**Belge**
☆ ☆ ☆ ☆ ☆ ☆ ☆
Dev bir sanayi olan comparative’in yanında siyaset teorisi bölümü, departmanın dış kenarında fakir ama gururlu bir prenslikti. Onların yanında da epey vakit geçirdim. Üç dört ay Quentin Skinner’ın The Foundations of Modern Political Thought’unu okuduk: 13. yy sivil hukukçularından başlayıp 16./17. yy’da Bodin ve Grotius ile taçlanan modern Devlet teorisinin müthiş detaylı bir panoraması. Sonra Christoph Besold adında, bir Allahın kulunun hatırlamadığı bir Tübingen profesörünün 1629 basımı Opus Politicum’u üstüne okkalı bir monografi yazdım. Alman İmparatorluğunun yamalı bohça yapısını modern egemenlik teorisiyle bağdaştırmak için debelenen, Ortaçağ üniversite geleneğinden bağını koparmamış irili ufaklı bir sürü Barok devir Alman risalecisiyle tanıştım. Yıllar sonra, 1990-92’lerde Almanya ile Orta Avrupa ülkeleri arasında mekik dokurken onları özlemle andım, mekânlarını arayıp ziyaret ettim. Pufendorf ile Carpzow’u çok sevdiğimden mi? Yok, reel dünyanın sıradanlığına battığım günlerde kütüphanelerde geçen eski günlerimi özlediğimden.
☆ ☆ ☆ ☆ ☆ ☆ ☆
**Listelenen kayıtlar**
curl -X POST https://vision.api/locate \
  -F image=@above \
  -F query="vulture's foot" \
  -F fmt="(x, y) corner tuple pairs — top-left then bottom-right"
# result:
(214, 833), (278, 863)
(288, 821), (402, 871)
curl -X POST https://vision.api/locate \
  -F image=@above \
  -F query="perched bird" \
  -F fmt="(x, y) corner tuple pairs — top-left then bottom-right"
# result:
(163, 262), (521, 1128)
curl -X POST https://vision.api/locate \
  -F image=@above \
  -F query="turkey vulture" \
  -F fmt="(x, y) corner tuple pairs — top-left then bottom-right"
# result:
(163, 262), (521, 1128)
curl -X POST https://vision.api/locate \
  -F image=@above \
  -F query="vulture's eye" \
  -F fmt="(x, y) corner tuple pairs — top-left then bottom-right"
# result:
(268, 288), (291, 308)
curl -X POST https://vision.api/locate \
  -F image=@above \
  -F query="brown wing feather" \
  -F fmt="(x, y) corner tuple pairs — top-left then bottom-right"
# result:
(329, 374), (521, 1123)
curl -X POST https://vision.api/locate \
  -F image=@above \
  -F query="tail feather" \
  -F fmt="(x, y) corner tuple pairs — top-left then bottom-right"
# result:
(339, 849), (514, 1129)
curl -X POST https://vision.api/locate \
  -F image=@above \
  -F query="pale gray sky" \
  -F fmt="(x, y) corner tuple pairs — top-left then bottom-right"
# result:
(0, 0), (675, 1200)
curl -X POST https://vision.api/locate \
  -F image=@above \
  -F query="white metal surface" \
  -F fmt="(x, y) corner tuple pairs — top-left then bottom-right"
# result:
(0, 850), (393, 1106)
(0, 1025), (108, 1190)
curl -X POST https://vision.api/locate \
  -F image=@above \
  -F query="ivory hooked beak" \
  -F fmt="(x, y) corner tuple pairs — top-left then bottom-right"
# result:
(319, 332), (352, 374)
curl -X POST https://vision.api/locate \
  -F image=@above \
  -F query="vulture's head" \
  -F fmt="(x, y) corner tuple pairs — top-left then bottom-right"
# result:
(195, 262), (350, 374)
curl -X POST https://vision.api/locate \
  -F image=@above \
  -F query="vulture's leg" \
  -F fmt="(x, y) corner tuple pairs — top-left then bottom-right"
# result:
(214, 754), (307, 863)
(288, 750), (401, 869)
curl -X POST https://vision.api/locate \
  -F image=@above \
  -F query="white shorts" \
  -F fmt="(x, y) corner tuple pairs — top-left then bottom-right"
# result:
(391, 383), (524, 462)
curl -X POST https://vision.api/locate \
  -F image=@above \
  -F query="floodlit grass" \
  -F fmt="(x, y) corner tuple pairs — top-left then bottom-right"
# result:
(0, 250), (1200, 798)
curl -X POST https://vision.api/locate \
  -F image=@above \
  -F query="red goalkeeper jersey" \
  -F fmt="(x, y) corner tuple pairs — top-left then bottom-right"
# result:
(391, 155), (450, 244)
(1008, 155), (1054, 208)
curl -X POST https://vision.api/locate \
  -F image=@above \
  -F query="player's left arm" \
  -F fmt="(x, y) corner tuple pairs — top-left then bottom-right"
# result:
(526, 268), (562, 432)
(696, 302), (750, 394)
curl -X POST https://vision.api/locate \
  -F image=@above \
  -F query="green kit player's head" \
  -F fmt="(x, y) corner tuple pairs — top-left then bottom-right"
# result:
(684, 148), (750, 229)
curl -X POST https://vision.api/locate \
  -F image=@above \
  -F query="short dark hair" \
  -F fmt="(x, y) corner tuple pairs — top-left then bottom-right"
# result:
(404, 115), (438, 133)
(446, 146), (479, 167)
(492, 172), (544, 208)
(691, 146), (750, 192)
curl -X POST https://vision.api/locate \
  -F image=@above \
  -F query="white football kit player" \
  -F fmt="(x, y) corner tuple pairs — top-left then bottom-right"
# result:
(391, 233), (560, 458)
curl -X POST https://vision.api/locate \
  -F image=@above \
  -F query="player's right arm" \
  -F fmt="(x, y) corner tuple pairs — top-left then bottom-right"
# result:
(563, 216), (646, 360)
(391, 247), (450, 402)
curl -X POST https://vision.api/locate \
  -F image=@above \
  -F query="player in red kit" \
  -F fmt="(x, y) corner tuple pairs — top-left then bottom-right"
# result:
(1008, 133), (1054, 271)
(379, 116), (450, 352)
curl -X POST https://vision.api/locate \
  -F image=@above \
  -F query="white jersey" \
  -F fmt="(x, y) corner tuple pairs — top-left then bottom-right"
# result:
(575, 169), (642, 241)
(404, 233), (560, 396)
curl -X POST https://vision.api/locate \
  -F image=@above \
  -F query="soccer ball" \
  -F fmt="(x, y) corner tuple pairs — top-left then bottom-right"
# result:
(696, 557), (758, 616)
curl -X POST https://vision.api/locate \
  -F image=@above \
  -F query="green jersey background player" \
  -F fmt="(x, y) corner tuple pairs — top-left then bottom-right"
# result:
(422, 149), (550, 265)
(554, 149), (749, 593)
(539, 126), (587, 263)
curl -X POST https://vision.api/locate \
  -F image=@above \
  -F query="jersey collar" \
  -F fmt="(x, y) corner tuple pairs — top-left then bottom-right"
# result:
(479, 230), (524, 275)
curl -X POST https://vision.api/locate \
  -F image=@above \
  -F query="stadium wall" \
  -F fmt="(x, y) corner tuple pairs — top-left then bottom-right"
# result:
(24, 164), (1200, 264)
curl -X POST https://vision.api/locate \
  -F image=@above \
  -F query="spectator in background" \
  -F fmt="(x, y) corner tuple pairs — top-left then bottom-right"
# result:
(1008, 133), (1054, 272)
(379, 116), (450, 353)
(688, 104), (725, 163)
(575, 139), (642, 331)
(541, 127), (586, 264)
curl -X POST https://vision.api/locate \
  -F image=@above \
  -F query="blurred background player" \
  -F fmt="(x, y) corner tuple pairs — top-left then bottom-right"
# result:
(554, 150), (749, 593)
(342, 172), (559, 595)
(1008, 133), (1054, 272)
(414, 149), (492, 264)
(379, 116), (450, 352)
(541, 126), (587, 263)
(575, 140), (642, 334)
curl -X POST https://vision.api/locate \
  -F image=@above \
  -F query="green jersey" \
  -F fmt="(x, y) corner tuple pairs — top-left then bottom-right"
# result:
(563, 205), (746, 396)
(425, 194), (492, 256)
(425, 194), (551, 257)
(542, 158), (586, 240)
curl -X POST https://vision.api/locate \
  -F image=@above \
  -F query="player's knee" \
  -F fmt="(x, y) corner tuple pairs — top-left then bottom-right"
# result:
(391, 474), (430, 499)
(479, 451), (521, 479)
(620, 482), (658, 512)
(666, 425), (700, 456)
☆ ☆ ☆ ☆ ☆ ☆ ☆
Siyaset teorisi bölümünde geçen günleri anlatan metni hiçbir değişiklik yapmadan baştan sona geri döndürün. Kayıtlar başka bir kaynaktan alınmıştır.

Dev bir sanayi olan comparative’in yanında siyaset teorisi bölümü, departmanın dış kenarında fakir ama gururlu bir prenslikti. Onların yanında da epey vakit geçirdim. Üç dört ay Quentin Skinner’ın The Foundations of Modern Political Thought’unu okuduk: 13. yy sivil hukukçularından başlayıp 16./17. yy’da Bodin ve Grotius ile taçlanan modern Devlet teorisinin müthiş detaylı bir panoraması. Sonra Christoph Besold adında, bir Allahın kulunun hatırlamadığı bir Tübingen profesörünün 1629 basımı Opus Politicum’u üstüne okkalı bir monografi yazdım. Alman İmparatorluğunun yamalı bohça yapısını modern egemenlik teorisiyle bağdaştırmak için debelenen, Ortaçağ üniversite geleneğinden bağını koparmamış irili ufaklı bir sürü Barok devir Alman risalecisiyle tanıştım. Yıllar sonra, 1990-92’lerde Almanya ile Orta Avrupa ülkeleri arasında mekik dokurken onları özlemle andım, mekânlarını arayıp ziyaret ettim. Pufendorf ile Carpzow’u çok sevdiğimden mi? Yok, reel dünyanın sıradanlığına battığım günlerde kütüphanelerde geçen eski günlerimi özlediğimden.